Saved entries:

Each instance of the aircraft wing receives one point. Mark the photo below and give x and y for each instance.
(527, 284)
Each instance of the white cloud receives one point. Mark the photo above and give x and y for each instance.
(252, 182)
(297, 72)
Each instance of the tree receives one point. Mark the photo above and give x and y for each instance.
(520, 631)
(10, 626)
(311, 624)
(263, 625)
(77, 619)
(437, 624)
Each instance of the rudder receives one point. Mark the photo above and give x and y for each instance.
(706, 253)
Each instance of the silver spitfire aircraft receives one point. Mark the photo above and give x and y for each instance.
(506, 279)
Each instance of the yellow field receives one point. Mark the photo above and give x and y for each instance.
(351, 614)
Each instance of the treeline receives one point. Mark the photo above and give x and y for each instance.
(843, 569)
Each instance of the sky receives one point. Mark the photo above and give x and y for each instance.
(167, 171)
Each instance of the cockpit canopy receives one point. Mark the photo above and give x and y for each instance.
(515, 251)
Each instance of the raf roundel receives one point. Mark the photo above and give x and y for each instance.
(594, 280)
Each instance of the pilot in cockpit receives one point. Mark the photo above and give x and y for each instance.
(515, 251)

◆ EXERCISE AIM ◆
Reproduce all of the saved entry lines above verbatim, keeping every word and character unchanged.

◆ SOLUTION ◆
Each instance of the aircraft wing receives one point. Mark the photo below and give x and y for each instance.
(527, 284)
Each instance of the white cloud receives one point. Mark the photo above and give x and y for each instance.
(252, 182)
(297, 72)
Each instance of the tree receives one point. Mark the photo above and give x and y for each instance.
(520, 631)
(10, 626)
(311, 624)
(263, 625)
(77, 619)
(437, 624)
Each instance of the rudder receives one point. Mark the photo above and give x and y for each instance.
(706, 253)
Each instance of the silver spitfire aircraft receives one point. Mark the photo above and give x and y for each instance.
(506, 279)
Each instance of the yellow field receives one point. Mark the photo above and give x and y for each instance.
(351, 614)
Each instance of the treeline receives one point. Mark the photo above and give x and y for each instance.
(843, 569)
Each instance of the sky receives one point. Mark the photo above and give x and y for each instance.
(167, 171)
Each instance of the cockpit canopy receives one point. Mark the photo above and give x and y for each instance.
(515, 251)
Each instance of the raf roundel receives one point. Mark the photo above and give x and y for each instance.
(594, 280)
Each instance of the pilot in cockpit receives one point. Mark the photo above and give x and y for each instance.
(515, 251)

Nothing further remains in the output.